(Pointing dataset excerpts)
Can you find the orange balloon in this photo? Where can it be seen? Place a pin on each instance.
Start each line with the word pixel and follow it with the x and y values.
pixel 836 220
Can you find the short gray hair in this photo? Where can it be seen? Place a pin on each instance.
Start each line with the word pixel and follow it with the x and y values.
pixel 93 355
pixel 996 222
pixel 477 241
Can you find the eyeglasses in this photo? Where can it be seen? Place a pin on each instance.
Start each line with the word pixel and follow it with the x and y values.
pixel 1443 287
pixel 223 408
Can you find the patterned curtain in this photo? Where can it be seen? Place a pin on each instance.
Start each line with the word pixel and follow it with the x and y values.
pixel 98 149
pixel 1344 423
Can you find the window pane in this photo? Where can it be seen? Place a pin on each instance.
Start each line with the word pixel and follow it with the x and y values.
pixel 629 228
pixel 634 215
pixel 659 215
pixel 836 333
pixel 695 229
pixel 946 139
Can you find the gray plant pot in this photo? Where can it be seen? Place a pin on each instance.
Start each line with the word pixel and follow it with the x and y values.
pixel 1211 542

Work to do: Convert the lines above into a two-column CSV with the columns input and output, giving one row per set of pin coordinates. Put the text asking for them under input and the coordinates under output, with every field quoted and its line breaks turned into spaces.

Exercise output:
input,output
"Can you find the orange balloon in this photo? Where can it be seen? Place a pin on each instance. Start each line with the word pixel and follow it with the x and y values.","pixel 836 220"
"Can you find the short gray hair in this photo? Where can it be seen? Place a pin on each instance. Start each line with the word pixel and follow it with the x and y values.","pixel 93 355 pixel 996 222 pixel 477 241"
"Can you find the eyeglasses in this photo? Where can it be seen? Place a pin on each instance. Start each line with the word pixel and follow it with the x and y values.","pixel 1443 287 pixel 223 408"
"Can you find the patterned curtain in this photo? Where can it be seen? Place a pin on each instance. Start each line with the word pixel and follow it with the x and y values.","pixel 98 149 pixel 1344 423"
"Can you find the window pane in this photo? Where can it be seen? Place a pin on each instance. Start each line with the word pixel and follow it with the x and y values.","pixel 629 228 pixel 634 215 pixel 659 215 pixel 836 333 pixel 695 229 pixel 946 139"
"Can you find the gray plant pot in this photo? Where can it be seen? Place a pin on each instance. Start each line with the word pixel and follow it with the x and y values.","pixel 1211 542"